◆ Given task
Rewrite the stretch of the material below from the line containing "Point out the large" through the end of the material, with every line included. Shift each x and y coordinate by adding 92 to it.

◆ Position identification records
======

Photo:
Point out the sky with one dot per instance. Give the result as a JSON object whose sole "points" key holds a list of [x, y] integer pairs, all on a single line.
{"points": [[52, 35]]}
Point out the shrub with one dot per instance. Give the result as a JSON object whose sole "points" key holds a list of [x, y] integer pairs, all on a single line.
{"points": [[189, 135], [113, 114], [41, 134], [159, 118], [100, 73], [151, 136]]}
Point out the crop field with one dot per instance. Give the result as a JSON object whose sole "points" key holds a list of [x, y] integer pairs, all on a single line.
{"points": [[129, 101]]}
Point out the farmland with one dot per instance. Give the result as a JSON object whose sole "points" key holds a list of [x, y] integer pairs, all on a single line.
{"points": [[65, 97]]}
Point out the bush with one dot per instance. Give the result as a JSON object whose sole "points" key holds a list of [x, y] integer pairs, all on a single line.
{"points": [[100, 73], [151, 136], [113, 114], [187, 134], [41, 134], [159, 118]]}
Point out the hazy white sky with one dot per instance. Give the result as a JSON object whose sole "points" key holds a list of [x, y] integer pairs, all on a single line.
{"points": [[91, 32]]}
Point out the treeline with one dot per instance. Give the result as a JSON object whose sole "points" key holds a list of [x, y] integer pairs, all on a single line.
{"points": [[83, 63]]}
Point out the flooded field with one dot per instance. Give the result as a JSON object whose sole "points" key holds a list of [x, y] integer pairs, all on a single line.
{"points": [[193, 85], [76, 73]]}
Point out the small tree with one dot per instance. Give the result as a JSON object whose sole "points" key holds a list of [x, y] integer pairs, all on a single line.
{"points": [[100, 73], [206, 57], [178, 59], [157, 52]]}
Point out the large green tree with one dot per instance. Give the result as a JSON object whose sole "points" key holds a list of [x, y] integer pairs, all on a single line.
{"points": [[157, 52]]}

======

◆ Reply to the task
Point out the large green tree with one dot per instance. Give the result as a JSON object whose sole "points" key holds a list of [x, y] integer pairs, all on a single line.
{"points": [[249, 144]]}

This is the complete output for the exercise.